» Supplied information:

◇ ◇ ◇ ◇

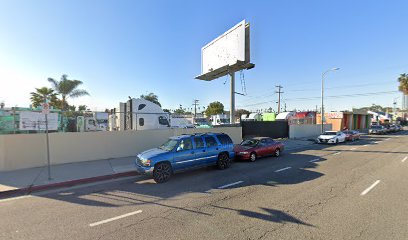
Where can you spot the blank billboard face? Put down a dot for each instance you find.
(225, 50)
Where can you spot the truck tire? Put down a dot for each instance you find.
(162, 172)
(223, 161)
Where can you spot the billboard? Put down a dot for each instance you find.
(227, 53)
(36, 121)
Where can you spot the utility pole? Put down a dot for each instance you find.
(195, 104)
(279, 93)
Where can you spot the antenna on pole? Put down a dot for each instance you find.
(195, 104)
(279, 93)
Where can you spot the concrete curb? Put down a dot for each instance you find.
(70, 183)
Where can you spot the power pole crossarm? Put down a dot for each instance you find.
(195, 104)
(279, 92)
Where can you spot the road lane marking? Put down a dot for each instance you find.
(115, 218)
(231, 184)
(370, 188)
(283, 169)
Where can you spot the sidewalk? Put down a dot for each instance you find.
(34, 179)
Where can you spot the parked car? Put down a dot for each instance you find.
(186, 152)
(254, 148)
(352, 135)
(394, 128)
(331, 137)
(376, 129)
(399, 127)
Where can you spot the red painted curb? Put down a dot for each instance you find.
(70, 183)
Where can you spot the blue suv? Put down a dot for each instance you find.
(186, 152)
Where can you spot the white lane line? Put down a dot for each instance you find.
(115, 218)
(14, 198)
(370, 188)
(231, 184)
(283, 169)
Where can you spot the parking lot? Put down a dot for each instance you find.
(346, 191)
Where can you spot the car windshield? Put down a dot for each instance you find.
(250, 143)
(169, 145)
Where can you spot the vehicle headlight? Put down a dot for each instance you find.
(145, 162)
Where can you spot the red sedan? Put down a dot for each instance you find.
(253, 148)
(352, 135)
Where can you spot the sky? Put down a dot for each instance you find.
(128, 48)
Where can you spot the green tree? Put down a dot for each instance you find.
(214, 108)
(67, 89)
(38, 97)
(403, 81)
(152, 98)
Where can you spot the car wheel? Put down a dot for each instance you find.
(223, 161)
(162, 172)
(277, 152)
(252, 157)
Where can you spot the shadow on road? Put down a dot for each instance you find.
(271, 215)
(193, 184)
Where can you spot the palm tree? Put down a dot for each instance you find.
(152, 98)
(403, 80)
(38, 97)
(67, 89)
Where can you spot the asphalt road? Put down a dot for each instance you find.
(350, 191)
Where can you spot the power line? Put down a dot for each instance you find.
(316, 89)
(331, 97)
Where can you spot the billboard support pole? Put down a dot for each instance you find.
(48, 147)
(232, 110)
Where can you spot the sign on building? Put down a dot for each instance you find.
(36, 121)
(334, 115)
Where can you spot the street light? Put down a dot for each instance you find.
(322, 112)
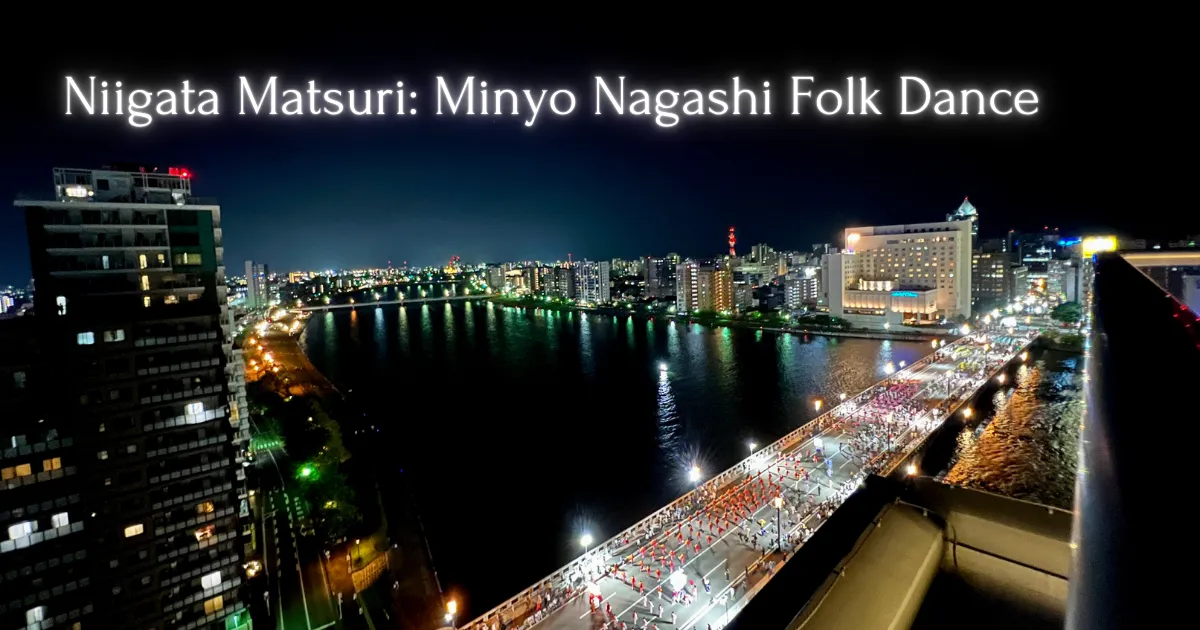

◇ ◇ ◇ ◇

» Task to carry out:
Find each line in the items above that contains the word "lane" and copy those lines.

» Full response:
Where can you spot the road lane marking? Put down a dot for each instance you find.
Where can you spot the white lane line? Put down a dot for each instance you find.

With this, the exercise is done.